### Obiettivo dichiarato
Secondo il testo fornito, quale problema viene definito "un problema immediato"?

### Testo fornito
^^^^^^^^^^^^^^^^

Io non ci vedo segnali migliorativi, e penso che cosi’ come bisogna essere critici con le politiche sbagliate del ministero, bisogna esserlo altrettanto con quelle sbagliate locali. Soprattutto perche’ le seconde, che sono molto piu’ vicine alla gente, giustificano le prime nell’opinione pubblica.
Leobowski,
– con riguardo al secondo punto 2) della tua argomentazione (che forse avresti dovuto indicare con “3)”): hai presente quando scioperano i ferrovieri o i tranvieri o il personale delle compagnie aeree? Ti sei mai chiesto chi è normalmente colpito dallo sciopero? Forse il disagio causato ai “più deboli” (o, forse più correttamente, ai fruitori dei relativi servizi) è intrinsecamente connesso all’idea stessa di sciopero? Che dici?
– con riguardo al punto 3) della tua argomentazione (in assoluto il più oscuro in quanto a connessioni logiche): a quale “piattaforma” ti riferisci? a quella del Movimento per la Dignità della Docenza Universitaria?
In caso affermativo, devo smentirti: basta leggere i documenti sino ad ora prodotti dallo stesso Movimento per capire che non è così. Quello degli scatti stipendiali è un problema immediato, non fosse altro che per la palese discriminazione che produce. Il Movimento, tuttavia, ha uno scopo e denunzia problemi e storture di decisamente più ampio respiro. Anche in questo caso, basta leggere la predetta documentazione per rendersene conto.
Quali sarebbero, poi, le “politiche locali sbagliate” a cui fai riferimento? Che connessione avrebbero queste ultime con l’oggetto della protesta?
Lotta corporativa in 3, 2, 1… come? Ah è già arrivato il genio di turno. Ok, possiamo stare tranquilli, anche qui abbiamo qualcuno fuori dal coro (e vista Ratisbona, buon per lui… ;) ).
si tratta evidentemente di una lotta corporativa, che però è appunto legittima.

^^^^^^^^^^^^^^^^

### Dati registrati
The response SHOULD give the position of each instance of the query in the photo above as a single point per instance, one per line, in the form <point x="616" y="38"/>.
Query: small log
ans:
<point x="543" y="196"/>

^^^^^^^^^^^^^^^^

### Risposta
Il problema degli scatti stipendiali.